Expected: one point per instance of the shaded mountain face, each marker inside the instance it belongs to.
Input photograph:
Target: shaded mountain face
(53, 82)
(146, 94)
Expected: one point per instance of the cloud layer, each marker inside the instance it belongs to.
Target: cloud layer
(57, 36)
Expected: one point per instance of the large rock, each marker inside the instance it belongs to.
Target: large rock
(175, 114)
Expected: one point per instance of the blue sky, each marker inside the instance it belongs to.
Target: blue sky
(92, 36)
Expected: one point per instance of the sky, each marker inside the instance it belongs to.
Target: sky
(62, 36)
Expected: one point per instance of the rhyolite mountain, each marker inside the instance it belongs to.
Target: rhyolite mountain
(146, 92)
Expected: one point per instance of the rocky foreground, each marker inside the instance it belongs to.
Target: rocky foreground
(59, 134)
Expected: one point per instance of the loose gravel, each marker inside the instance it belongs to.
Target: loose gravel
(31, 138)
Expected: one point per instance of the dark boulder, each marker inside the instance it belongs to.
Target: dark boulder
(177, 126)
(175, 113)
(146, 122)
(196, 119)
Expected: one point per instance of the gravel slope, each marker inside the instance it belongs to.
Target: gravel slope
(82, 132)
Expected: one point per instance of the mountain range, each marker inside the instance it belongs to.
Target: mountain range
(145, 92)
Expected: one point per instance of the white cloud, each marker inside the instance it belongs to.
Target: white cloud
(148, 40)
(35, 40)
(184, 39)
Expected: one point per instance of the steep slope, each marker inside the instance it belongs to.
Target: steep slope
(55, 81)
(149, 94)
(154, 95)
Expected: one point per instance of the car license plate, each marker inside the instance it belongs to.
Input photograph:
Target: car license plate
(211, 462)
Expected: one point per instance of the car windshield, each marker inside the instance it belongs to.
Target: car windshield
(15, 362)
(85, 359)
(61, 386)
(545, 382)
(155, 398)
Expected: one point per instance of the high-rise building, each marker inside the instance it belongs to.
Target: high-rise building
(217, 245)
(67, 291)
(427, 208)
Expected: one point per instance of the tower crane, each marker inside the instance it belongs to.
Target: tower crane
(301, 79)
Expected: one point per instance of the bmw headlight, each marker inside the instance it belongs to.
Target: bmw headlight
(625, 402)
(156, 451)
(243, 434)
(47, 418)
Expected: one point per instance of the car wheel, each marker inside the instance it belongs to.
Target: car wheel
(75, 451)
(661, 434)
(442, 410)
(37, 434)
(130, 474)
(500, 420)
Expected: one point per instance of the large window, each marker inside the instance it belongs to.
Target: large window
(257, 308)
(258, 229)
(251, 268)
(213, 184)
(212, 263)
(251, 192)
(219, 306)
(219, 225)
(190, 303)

Work to do: Switch each "marker" in the material above to "dot" and reproduce every line, leaving everything else unchanged.

Answer for this exercise:
Expected: one point per instance of the shaded mountain face, each dot inside the instance it belongs to.
Input photograph:
Target: shaded mountain face
(53, 82)
(146, 94)
Expected: one point per instance of the cloud layer, each dot inside the instance it belongs to.
Target: cloud layer
(57, 36)
Expected: one point per instance of the large rock, each dot inside the instance it belongs to.
Target: large rock
(175, 114)
Expected: one point per instance of the blue sky, each dot inside the instance it belongs to.
Target: blue sky
(92, 36)
Expected: one point per instance of the sky, each dot inside the instance it belongs to.
Target: sky
(62, 36)
Expected: one point per instance of the rhyolite mountain, each dot inside the instance it belongs to.
Target: rhyolite mountain
(146, 92)
Expected: one point per instance of the rocky foreground, each dot inside the instance it belongs to.
Target: rocky foreground
(59, 134)
Expected: one point per instance of the loose gravel, each dot inside the instance it belongs to.
Target: loose gravel
(31, 138)
Expected: one point per instance of the dark boulder, each dot inside the instance it belongs to.
Target: dark boulder
(177, 126)
(175, 113)
(146, 122)
(196, 119)
Expected: one point per instance of the gravel slope, each dot inside the instance it belongs to.
Target: gravel slope
(82, 132)
Expected: one point per instance of the mountain range, each dot inside the instance it belongs to.
Target: mountain range
(145, 92)
Expected: one point per instance of the white cloud, each dot inside the instance it belongs to.
Target: white cloud
(148, 40)
(35, 40)
(184, 39)
Expected: one point per instance of the steep slope, each dot inside the instance it belongs to.
Target: steep slope
(55, 81)
(149, 94)
(154, 95)
Expected: one point per instance of the car license plate, each dot inside the instance it belongs to.
Input photograph:
Target: car license plate
(211, 462)
Expected: one point per instance of the car windshield, each dot inside the instance it belongs to.
Target: car windshield
(15, 362)
(85, 359)
(61, 386)
(545, 382)
(155, 398)
Expected: one point per instance of the high-rise building, each dot inside the instance it belongs to.
Target: high-rise building
(217, 245)
(67, 291)
(427, 208)
Expected: one point per instance of the tower crane, each dot inside the instance it belongs to.
Target: tower crane
(301, 79)
Expected: one point per instance of the bmw headlight, each dot inside the instance it belongs to.
Target: bmw headlight
(625, 402)
(156, 451)
(243, 434)
(47, 418)
Expected: one point per instance of the car wheel, each dot inside the instance it belongs to.
Target: car wheel
(75, 451)
(661, 434)
(442, 410)
(37, 434)
(130, 474)
(500, 420)
Expected: one point per instance of the large window, each dot inside the instance it belongs to.
Target: large window
(257, 308)
(258, 229)
(251, 268)
(213, 184)
(212, 263)
(251, 192)
(219, 306)
(219, 225)
(190, 303)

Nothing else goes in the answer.